▶ _Given task_
Copy out each line of the records below that contains the word "face", treating uppercase and lowercase letters as distinct.

▶ _Input data_
** begin **

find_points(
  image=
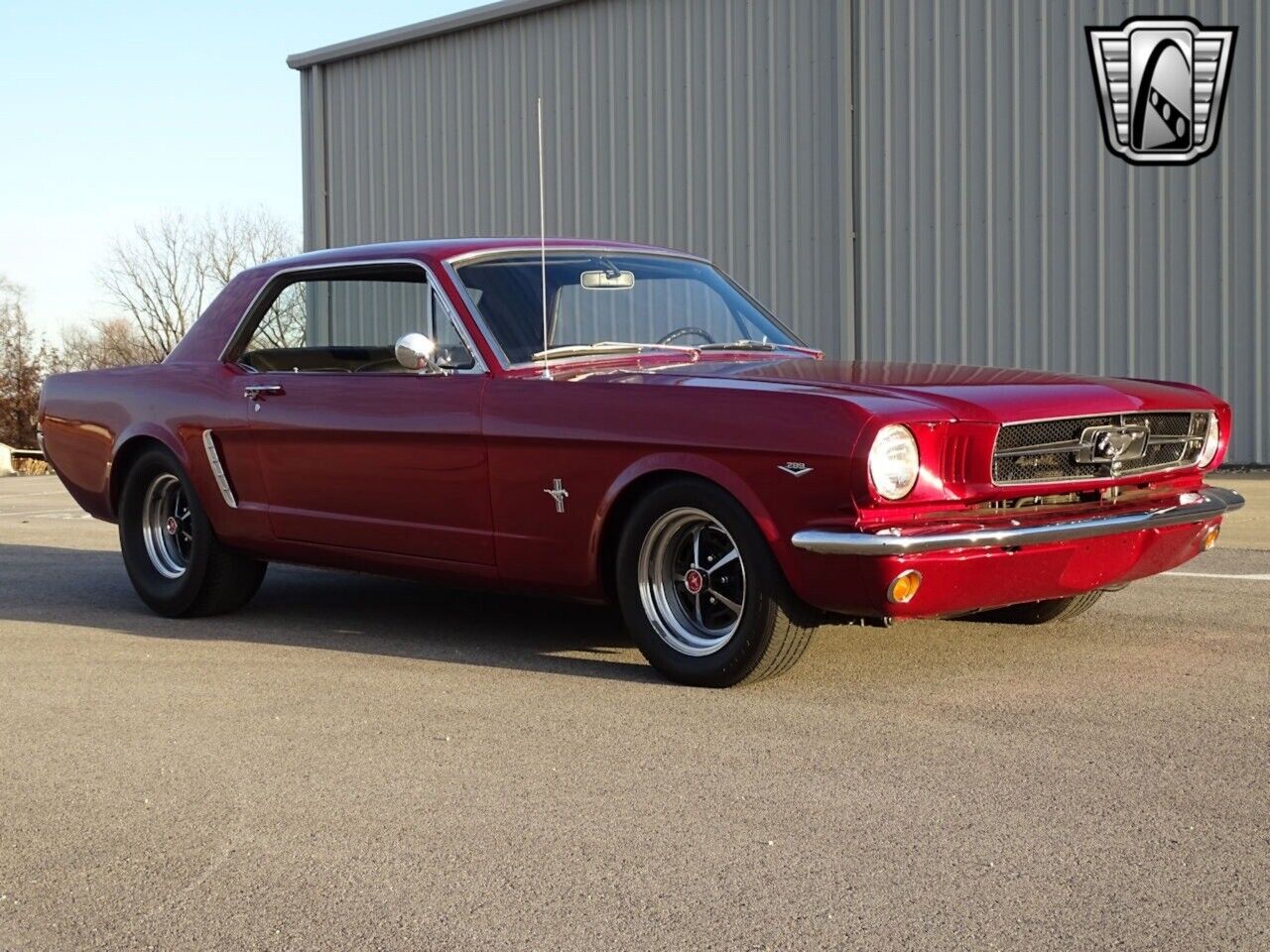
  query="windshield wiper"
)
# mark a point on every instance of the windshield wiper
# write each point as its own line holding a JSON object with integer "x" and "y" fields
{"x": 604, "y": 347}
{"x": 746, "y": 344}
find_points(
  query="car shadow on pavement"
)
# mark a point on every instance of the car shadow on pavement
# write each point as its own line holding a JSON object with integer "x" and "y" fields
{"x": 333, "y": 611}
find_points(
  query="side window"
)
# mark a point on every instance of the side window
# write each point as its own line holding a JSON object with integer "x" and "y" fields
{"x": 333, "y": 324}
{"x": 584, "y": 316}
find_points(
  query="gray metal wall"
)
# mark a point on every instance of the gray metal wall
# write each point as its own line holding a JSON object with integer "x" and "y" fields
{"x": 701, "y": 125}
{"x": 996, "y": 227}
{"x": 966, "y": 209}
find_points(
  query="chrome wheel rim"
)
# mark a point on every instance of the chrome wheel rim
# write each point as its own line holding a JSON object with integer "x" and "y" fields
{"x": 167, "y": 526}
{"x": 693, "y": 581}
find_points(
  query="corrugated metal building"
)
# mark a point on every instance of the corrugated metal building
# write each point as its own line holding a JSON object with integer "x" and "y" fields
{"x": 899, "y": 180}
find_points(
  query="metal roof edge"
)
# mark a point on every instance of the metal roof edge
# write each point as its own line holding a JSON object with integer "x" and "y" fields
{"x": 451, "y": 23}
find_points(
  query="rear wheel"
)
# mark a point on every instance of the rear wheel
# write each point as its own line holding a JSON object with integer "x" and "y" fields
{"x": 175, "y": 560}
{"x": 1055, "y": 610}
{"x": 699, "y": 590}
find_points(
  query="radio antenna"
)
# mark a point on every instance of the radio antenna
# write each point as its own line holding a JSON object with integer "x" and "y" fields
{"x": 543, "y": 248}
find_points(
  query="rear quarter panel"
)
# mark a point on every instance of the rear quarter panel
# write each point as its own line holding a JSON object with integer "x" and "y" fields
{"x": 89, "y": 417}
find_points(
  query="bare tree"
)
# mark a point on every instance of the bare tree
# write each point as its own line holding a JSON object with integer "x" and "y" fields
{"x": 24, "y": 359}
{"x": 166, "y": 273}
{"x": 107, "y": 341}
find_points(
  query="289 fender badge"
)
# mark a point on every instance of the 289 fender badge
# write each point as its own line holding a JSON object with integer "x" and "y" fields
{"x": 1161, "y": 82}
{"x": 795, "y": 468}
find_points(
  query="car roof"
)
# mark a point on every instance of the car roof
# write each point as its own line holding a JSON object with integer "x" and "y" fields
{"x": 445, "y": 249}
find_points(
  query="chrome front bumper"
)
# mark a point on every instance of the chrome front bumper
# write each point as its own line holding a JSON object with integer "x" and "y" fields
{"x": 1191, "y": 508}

** end **
** begin **

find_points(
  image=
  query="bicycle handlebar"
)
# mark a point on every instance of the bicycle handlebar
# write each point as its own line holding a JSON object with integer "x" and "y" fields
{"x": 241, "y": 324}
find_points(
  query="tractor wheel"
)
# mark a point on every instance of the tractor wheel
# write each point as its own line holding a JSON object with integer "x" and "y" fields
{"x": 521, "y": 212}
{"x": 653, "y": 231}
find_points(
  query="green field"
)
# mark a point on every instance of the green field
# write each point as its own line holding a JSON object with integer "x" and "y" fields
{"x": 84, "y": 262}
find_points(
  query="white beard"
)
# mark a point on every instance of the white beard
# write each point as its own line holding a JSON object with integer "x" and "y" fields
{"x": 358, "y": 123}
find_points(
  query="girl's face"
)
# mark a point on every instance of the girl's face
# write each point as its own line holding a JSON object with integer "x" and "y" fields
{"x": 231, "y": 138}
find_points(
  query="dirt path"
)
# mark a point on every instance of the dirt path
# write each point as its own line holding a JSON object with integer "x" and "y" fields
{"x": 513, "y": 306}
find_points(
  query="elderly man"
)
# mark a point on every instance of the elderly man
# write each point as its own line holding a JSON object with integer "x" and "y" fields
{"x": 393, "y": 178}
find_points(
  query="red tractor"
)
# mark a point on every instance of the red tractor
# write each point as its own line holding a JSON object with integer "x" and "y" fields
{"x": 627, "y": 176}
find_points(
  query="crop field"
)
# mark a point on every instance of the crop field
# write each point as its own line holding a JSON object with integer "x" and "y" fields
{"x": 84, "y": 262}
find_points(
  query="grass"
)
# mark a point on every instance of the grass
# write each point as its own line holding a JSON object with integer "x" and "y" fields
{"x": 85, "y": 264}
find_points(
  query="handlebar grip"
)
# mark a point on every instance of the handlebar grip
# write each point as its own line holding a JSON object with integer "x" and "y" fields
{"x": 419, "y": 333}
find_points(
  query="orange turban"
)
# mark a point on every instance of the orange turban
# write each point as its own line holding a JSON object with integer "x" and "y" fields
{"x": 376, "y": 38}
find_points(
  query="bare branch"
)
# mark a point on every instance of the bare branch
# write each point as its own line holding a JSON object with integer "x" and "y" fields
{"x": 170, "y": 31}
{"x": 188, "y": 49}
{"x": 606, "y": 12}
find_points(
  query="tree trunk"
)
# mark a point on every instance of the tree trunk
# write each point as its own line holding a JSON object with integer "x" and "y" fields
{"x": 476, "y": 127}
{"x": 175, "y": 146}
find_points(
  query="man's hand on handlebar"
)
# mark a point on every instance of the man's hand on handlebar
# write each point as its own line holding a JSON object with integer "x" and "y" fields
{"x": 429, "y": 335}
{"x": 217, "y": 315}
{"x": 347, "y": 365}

** end **

▶ _Response to the exercise_
  query="girl's face"
# mark a point on every instance of the girl's face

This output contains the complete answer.